-- DATA TO PROCESS follows --

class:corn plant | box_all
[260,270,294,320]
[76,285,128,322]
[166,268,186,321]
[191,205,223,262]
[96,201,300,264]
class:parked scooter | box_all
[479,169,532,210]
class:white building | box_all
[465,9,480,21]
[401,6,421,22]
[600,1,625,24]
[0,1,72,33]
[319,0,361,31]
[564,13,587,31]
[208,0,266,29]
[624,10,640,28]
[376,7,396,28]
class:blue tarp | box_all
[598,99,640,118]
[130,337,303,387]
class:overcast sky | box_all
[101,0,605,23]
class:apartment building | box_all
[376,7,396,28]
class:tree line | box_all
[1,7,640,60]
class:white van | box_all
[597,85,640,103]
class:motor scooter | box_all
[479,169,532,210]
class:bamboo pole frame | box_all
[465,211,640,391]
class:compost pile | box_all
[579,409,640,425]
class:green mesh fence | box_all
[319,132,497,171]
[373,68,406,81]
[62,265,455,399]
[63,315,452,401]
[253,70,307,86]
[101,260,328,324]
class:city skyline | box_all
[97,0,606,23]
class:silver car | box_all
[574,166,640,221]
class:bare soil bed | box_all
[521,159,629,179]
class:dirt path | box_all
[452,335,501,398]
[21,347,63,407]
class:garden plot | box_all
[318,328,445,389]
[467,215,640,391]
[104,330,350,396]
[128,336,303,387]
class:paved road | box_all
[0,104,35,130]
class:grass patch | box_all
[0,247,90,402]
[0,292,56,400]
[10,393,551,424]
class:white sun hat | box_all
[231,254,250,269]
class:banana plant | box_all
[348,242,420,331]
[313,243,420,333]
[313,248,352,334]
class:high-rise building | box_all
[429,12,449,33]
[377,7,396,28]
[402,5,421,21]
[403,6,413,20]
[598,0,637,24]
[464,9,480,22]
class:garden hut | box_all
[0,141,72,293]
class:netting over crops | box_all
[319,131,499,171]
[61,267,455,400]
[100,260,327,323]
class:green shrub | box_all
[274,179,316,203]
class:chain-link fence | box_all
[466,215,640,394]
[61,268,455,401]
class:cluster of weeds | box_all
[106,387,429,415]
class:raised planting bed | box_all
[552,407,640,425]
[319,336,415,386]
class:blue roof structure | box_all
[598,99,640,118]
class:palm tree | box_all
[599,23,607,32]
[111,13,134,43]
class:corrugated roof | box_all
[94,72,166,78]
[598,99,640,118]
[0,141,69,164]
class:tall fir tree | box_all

-- DATA TO PROCESS concluded --

YOUR GOAL:
Your answer should consist only of the lines from the one with "class:dirt path | box_all" through the end of the data above, reproduced exactly.

SOLUTION FOR THIS EXERCISE:
class:dirt path | box_all
[452,335,501,398]
[21,347,63,407]
class:garden plot | box_all
[318,328,445,389]
[467,215,640,391]
[104,330,350,396]
[128,336,303,387]
class:paved road | box_all
[0,104,35,130]
class:grass patch | box_all
[0,247,90,402]
[0,292,56,400]
[10,393,551,424]
class:white sun hat | box_all
[231,254,250,269]
class:banana plant | box_all
[348,242,420,331]
[313,243,420,333]
[313,248,352,334]
class:high-rise building | box_all
[429,12,449,33]
[377,7,396,28]
[402,5,421,21]
[403,6,413,20]
[598,0,637,24]
[464,9,480,22]
class:garden hut | box_all
[0,141,72,293]
class:netting over crops | box_all
[319,131,499,171]
[61,267,455,400]
[100,260,327,323]
class:green shrub | box_all
[274,179,316,203]
class:chain-link fence | box_all
[466,215,640,394]
[61,268,455,401]
class:cluster of weeds | box_all
[106,387,429,415]
class:raised planting bed | box_all
[552,407,640,425]
[319,336,415,386]
class:blue roof structure | box_all
[598,99,640,118]
class:palm tree | box_all
[599,23,607,32]
[111,13,134,43]
class:corrugated roof | box_all
[94,72,166,78]
[598,99,640,118]
[0,141,69,164]
class:tall fir tree | box_all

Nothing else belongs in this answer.